__Exercise__:
Write what comes next in the text describing the European mammals handbook, picking up after its final sentence.

__Text section__:
This introductory volume provides an overview about the history and current status of European mammals, as well as management strategies. The remaining volumes cover comprehensive overviews of each species' biology including paleontology, physiology, genetics, reproduction and development, ecology, habitat, diet, mortality and age determination. Their economic significance and management, as well as future challenges for research and management are also addressed. Each chapter includes a distribution map, a photograph of the animal and key literature. This authoritative handbook provides a timely and detailed description of all European mammals and will appeal to academics and students in mammal research, as well as to professionals dealing with mammal management, including control, use and conservation.

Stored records
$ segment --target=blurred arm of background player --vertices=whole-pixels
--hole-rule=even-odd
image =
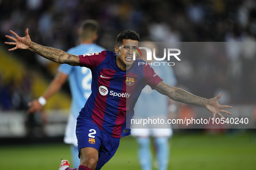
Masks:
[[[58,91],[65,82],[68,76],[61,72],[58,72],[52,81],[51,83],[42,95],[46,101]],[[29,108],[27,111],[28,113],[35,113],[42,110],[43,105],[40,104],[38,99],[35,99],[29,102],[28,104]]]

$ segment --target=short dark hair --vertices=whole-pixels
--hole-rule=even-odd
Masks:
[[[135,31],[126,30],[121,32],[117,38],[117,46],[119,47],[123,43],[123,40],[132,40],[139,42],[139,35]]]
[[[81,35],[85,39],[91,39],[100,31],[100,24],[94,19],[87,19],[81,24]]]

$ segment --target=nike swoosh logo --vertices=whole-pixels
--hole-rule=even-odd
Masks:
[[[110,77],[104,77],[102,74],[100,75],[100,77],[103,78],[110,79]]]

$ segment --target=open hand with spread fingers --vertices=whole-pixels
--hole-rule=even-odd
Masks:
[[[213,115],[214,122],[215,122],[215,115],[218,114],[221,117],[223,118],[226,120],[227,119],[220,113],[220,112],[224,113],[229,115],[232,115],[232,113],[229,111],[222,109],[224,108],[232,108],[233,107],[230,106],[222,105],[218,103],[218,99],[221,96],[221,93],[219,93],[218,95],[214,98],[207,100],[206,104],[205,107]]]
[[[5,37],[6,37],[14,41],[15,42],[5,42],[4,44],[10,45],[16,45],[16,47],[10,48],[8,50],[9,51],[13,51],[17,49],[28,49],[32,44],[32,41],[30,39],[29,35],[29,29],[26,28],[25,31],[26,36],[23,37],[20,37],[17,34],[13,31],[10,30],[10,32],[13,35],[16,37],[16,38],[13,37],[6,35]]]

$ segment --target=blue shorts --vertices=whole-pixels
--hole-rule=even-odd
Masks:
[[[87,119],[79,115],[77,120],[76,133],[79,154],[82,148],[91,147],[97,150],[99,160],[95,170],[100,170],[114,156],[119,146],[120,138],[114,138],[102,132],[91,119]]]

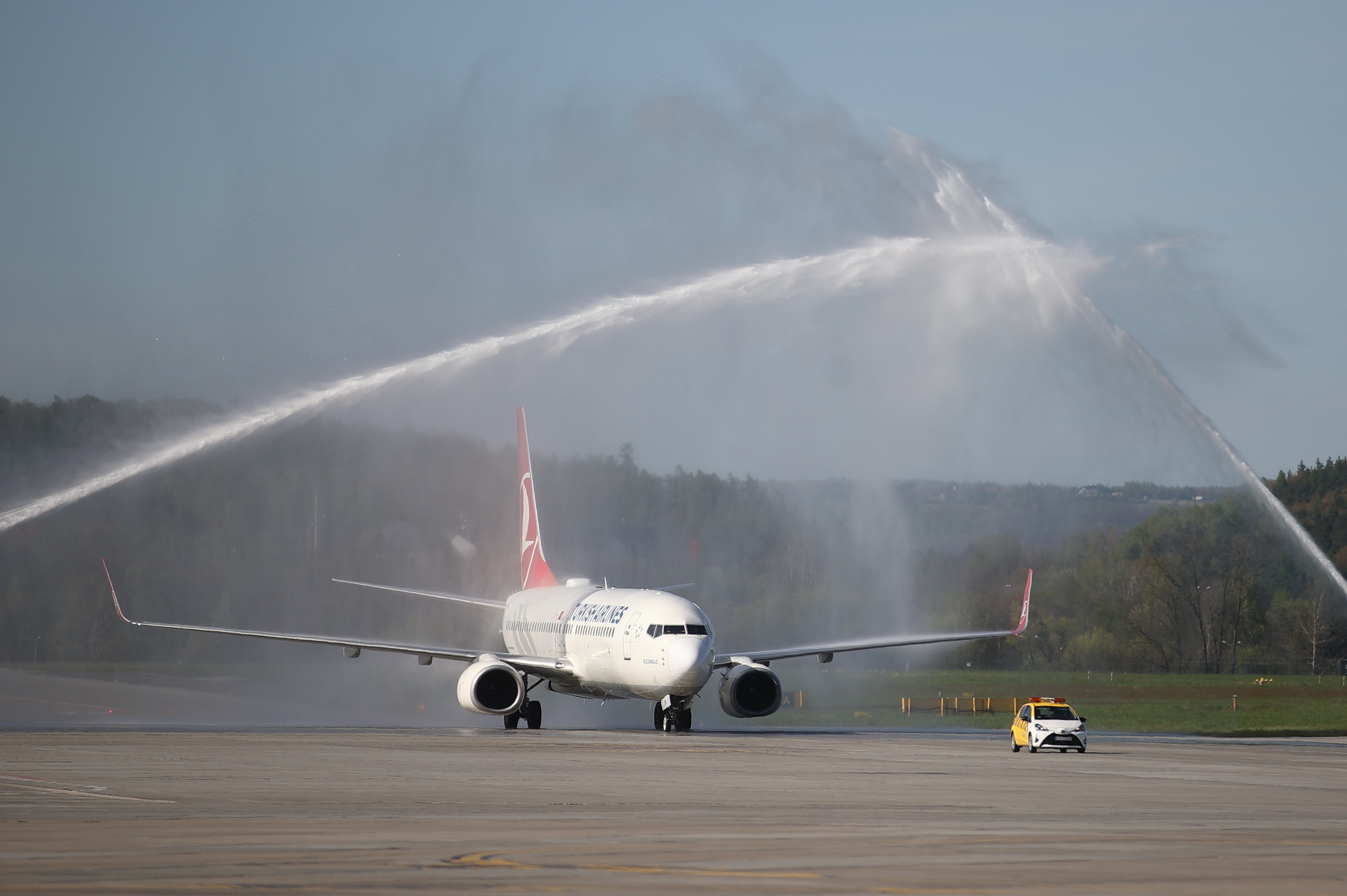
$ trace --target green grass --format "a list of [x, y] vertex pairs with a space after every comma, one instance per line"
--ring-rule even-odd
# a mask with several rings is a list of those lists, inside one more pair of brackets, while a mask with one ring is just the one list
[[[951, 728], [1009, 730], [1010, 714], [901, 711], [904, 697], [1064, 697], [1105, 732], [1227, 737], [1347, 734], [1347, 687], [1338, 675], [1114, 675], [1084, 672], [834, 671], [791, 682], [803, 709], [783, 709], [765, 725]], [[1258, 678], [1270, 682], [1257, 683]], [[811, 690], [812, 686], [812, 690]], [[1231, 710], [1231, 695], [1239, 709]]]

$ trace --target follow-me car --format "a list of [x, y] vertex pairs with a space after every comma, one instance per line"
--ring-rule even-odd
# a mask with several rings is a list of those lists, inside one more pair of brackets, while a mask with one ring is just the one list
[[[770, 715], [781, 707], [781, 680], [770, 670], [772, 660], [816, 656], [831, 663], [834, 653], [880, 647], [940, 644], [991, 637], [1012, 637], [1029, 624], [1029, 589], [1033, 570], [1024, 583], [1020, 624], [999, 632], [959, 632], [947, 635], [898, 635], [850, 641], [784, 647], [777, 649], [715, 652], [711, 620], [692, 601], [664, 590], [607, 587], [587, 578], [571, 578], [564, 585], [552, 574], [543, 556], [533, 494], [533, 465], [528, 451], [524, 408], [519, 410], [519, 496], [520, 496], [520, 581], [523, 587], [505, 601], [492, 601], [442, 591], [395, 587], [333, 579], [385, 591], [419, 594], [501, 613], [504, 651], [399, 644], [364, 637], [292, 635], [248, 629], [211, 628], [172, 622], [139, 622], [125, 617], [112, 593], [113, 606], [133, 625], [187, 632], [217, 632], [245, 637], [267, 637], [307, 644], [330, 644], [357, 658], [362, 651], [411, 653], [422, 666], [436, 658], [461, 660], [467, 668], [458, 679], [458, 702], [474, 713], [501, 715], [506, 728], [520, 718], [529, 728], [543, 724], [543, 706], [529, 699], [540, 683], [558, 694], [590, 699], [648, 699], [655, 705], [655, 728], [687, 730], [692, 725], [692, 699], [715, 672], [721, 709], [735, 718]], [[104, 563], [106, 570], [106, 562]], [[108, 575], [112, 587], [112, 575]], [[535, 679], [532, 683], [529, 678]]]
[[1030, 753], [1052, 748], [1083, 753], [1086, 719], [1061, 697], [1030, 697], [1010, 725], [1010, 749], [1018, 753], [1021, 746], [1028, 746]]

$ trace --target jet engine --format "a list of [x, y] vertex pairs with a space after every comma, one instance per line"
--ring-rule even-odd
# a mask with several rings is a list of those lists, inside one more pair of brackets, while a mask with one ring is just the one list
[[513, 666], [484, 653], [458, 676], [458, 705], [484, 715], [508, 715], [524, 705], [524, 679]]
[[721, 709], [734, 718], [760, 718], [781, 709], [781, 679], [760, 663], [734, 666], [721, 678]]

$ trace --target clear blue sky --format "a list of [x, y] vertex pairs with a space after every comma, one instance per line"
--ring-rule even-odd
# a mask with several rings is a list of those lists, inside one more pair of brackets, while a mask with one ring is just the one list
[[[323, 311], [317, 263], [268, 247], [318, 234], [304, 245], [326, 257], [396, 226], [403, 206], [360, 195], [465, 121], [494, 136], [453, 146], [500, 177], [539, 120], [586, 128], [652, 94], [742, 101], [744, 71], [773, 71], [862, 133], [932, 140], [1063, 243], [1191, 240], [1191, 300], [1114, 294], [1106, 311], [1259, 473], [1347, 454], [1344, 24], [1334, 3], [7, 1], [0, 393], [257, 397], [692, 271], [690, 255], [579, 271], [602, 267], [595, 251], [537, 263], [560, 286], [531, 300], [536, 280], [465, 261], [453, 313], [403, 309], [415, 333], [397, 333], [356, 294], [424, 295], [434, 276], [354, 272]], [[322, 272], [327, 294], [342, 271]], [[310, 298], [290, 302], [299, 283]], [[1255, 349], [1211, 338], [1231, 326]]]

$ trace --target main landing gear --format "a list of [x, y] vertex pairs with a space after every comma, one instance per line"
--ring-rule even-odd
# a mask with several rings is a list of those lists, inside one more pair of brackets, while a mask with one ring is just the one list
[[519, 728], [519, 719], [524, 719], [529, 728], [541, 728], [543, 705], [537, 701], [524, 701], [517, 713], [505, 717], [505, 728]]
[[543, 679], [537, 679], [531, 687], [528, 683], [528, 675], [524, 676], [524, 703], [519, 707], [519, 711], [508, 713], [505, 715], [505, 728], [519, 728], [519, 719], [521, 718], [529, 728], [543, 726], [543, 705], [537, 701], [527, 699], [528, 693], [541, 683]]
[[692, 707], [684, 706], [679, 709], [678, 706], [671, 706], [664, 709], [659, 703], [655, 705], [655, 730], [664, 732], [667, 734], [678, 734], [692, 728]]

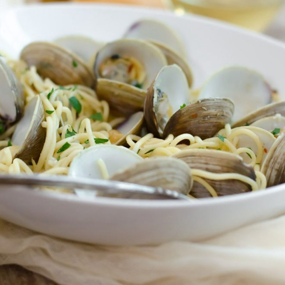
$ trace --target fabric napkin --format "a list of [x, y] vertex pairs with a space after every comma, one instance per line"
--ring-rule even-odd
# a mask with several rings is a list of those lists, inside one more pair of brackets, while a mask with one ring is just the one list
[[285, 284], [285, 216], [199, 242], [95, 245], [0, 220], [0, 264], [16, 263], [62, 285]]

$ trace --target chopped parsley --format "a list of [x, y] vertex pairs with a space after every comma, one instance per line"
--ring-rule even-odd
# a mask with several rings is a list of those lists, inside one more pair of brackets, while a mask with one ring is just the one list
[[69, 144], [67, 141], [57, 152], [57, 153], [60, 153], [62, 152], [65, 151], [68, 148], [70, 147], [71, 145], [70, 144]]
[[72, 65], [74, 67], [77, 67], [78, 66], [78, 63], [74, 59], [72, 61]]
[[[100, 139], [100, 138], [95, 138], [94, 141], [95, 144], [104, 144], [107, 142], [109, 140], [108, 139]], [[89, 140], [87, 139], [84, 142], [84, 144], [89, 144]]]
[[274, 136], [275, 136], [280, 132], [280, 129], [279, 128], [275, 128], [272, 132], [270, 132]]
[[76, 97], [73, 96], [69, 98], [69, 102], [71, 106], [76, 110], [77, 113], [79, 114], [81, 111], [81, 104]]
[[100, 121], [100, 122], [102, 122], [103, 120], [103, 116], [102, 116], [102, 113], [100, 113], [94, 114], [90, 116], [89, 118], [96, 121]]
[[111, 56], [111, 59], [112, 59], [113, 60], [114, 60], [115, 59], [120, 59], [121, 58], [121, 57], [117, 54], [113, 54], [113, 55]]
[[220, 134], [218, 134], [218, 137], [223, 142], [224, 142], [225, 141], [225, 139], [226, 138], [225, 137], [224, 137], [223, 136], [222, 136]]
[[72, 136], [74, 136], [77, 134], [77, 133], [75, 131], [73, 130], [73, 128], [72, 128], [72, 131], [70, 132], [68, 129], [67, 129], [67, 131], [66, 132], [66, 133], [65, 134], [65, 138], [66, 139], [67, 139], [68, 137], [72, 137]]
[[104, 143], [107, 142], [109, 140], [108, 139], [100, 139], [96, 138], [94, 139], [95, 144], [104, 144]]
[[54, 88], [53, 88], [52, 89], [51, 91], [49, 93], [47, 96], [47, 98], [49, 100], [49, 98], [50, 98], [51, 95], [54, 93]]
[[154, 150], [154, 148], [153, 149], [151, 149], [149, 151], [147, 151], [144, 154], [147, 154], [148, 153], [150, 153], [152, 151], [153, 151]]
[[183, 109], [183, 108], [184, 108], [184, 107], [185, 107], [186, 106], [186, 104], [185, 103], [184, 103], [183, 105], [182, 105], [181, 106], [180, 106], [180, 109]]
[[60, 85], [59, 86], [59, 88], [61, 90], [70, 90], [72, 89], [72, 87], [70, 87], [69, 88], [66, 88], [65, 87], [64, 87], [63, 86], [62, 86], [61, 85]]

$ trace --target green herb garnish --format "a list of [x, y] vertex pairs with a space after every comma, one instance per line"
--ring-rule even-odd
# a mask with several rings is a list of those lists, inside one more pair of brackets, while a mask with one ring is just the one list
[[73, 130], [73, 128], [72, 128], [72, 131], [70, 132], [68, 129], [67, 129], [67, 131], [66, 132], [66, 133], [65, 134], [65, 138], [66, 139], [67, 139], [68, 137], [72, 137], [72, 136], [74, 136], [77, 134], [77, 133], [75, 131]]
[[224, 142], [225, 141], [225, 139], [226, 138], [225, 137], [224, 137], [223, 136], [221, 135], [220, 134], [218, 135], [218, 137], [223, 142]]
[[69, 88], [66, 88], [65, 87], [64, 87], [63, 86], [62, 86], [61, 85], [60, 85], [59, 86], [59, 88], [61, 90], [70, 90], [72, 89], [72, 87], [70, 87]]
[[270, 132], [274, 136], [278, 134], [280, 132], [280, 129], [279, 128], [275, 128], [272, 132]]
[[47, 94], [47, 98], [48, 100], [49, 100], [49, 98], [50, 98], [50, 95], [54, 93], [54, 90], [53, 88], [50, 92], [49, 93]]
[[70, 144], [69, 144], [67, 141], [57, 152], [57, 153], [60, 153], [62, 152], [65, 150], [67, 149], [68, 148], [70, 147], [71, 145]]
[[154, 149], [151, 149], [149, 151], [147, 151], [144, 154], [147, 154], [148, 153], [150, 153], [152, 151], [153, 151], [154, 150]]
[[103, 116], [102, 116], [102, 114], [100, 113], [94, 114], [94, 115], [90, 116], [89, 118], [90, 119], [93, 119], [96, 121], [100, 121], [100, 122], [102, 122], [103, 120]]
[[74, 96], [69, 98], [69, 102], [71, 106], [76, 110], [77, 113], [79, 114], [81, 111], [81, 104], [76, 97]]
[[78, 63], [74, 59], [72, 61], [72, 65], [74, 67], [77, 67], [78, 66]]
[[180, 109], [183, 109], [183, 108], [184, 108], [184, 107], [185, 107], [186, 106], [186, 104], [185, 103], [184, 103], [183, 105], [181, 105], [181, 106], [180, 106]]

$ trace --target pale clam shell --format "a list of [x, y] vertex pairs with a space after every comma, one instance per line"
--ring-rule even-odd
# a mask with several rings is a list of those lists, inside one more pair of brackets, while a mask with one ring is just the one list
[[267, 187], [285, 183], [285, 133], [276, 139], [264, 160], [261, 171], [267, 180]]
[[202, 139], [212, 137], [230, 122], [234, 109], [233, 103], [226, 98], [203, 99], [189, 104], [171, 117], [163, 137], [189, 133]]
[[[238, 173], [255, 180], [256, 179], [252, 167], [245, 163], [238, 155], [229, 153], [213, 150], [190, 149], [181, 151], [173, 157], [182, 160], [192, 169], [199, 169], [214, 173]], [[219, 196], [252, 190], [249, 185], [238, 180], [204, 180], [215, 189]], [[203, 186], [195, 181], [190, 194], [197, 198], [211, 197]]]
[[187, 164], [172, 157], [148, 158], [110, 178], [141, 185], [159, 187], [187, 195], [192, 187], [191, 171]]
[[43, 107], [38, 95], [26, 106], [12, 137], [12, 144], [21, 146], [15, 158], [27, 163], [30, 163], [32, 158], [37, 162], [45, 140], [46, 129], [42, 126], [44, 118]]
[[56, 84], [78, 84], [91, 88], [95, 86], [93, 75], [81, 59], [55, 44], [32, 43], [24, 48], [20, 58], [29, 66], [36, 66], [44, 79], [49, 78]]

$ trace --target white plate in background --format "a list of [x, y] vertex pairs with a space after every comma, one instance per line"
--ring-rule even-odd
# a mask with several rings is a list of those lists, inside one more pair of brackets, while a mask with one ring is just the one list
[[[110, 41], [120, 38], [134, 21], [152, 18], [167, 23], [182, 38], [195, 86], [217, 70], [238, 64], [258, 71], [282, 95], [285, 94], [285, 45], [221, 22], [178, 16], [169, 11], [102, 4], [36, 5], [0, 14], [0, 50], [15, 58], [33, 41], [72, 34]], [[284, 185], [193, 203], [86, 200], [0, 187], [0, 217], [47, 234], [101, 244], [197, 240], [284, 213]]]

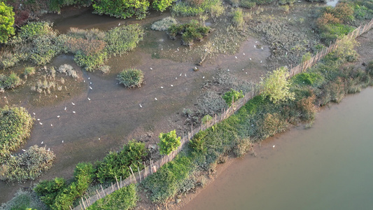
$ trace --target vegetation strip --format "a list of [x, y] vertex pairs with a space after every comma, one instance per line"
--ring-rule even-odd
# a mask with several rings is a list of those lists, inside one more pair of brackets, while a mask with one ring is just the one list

__Answer section__:
Klaus Hackländer studied Biology Zoology, Conservation) at Philipps-University Marburg/Lahn from 1991 – 1997 and received his Doctorate in Life Sciences (Zoology) at the University of Vienna (Grant of German Academic Exchange Service DAAD) in 2001. He worked as scientist at the Research Institute of Wildlife Ecology (FIWI) at the University of Veterinary Medicine Vienna (Habilitation grant of the German Wildlife Foundation) until 2004 and became full professor for Wildlife Biology and Game Management at the University of Natural Resources and Life Sciences, Vienna in 2005. From 2014 – 2015 he worked as Guest scientist at North Carolina State University, Raleigh NC, USA, where he became Adjunct Professor from 2015 – 2018. Prof. Hackländer has expertise in mammals, reproduction, wildlife ecology, wildlife management, population ecology and game management. He received several awards and was appointed as advisor, vice-president and president to different professional societies. Further, Klaus Hackländer has been Editorial Board member of several scientific journals and was Editor-in-Chief of Mammal Review until 2015. He is an experienced reviewer for various scientific journals, for academic procedures as well as for funding organizations and expert organizations.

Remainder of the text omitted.